**What is being asked**
Pick out each line below that contains the word "with", and copy those lines.

**The records**
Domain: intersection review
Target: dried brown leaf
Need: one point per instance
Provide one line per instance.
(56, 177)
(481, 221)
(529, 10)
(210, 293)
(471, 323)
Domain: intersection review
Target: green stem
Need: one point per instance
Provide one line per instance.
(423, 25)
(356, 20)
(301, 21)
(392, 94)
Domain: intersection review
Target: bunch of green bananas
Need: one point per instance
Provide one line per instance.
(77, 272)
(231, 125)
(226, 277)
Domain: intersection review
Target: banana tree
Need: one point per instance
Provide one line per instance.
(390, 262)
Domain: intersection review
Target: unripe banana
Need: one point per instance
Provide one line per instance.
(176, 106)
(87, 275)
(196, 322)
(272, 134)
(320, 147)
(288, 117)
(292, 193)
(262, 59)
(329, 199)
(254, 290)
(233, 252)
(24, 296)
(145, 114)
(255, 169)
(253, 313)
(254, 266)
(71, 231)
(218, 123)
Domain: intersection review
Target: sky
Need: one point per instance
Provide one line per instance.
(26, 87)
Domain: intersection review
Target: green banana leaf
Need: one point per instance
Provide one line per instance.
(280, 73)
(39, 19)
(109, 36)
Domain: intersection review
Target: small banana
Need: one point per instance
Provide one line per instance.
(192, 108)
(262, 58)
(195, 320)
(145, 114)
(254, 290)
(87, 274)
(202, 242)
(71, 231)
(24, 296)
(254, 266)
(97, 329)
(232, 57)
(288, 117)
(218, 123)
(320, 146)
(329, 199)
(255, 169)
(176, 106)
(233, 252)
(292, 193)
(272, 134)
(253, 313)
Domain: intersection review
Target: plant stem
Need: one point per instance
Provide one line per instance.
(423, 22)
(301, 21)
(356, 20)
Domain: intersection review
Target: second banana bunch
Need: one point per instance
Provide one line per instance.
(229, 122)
--
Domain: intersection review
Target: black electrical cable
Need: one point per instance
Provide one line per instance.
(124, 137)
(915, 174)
...
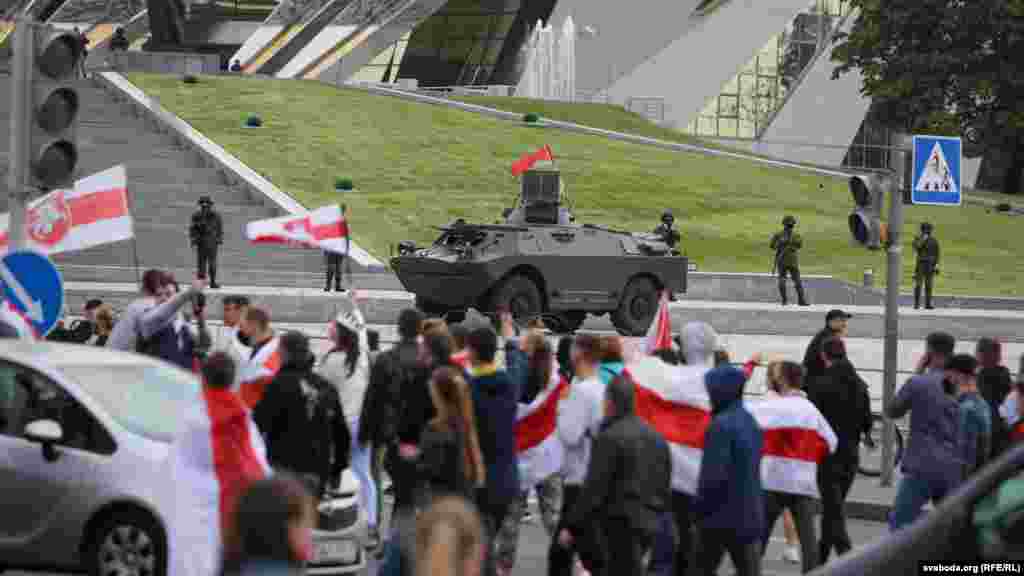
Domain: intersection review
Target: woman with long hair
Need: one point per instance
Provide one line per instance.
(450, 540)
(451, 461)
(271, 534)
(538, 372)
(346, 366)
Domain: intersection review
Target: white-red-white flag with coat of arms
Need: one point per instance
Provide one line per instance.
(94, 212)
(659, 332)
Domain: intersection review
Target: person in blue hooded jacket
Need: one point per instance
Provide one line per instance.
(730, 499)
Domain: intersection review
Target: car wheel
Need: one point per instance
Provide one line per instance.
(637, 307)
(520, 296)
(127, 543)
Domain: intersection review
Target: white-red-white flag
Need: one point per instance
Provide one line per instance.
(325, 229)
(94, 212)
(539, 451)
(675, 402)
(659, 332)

**Response for this exercise**
Target: woman with long hair
Target: white-red-white flag with coat of arms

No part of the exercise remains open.